** Start Material provided **

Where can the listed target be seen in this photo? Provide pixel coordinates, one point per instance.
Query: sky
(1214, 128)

** End Material provided **
** Start Material provided **

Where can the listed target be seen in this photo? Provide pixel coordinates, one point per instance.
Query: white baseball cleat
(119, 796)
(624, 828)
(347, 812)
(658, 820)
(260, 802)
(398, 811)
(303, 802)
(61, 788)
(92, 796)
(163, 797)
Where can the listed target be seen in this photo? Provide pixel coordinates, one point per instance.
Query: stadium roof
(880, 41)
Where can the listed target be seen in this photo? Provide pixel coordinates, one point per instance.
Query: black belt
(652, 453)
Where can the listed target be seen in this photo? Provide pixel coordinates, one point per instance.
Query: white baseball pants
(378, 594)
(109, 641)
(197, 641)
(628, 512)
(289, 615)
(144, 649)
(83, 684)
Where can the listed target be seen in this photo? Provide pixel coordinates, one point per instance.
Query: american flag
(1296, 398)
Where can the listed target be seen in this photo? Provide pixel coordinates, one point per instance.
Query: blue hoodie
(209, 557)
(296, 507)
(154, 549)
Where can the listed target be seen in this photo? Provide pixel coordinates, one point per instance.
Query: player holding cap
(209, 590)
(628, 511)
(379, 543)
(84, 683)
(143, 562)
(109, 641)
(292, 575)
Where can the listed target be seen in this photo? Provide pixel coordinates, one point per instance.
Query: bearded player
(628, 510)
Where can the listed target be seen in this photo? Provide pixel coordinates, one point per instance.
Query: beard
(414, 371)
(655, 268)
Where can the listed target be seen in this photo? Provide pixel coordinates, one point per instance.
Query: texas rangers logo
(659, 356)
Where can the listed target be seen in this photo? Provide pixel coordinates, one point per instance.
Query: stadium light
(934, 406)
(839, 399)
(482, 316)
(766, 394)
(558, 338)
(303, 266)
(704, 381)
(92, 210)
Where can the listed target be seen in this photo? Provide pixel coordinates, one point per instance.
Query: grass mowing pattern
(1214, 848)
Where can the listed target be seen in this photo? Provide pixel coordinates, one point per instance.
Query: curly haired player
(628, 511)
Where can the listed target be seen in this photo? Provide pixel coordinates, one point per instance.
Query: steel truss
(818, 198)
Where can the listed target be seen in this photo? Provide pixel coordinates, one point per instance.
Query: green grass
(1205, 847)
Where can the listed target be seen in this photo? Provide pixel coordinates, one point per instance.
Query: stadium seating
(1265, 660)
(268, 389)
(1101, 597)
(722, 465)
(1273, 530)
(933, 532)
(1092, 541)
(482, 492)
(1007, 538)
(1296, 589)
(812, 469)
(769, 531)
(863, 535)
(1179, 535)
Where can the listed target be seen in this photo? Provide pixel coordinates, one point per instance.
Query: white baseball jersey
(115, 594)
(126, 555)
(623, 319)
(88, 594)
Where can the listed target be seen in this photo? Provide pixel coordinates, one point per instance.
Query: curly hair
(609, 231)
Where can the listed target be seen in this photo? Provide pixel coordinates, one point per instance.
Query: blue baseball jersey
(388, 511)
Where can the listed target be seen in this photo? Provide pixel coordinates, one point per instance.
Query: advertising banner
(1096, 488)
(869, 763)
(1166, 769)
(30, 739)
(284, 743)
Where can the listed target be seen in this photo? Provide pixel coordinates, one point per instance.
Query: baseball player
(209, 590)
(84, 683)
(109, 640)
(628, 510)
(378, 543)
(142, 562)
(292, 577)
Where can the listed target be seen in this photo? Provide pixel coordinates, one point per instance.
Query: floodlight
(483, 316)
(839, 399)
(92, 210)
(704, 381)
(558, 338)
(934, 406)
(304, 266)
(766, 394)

** End Material provided **
** Start Material provided **

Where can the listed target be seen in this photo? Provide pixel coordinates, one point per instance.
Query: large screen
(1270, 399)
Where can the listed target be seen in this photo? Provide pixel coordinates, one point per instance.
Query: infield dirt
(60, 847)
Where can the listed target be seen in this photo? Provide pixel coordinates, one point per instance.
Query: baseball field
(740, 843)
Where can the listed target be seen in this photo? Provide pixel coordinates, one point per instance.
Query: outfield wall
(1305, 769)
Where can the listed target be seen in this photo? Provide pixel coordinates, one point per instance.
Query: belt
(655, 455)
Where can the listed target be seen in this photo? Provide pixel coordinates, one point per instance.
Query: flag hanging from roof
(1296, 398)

** End Material provided **

Given instruction –
Gather every line in the records above that contains the word "white", copying each one in full. Case counts.

The answer –
Query: white baseball cleat
Query: white baseball pants
Query: white baseball jersey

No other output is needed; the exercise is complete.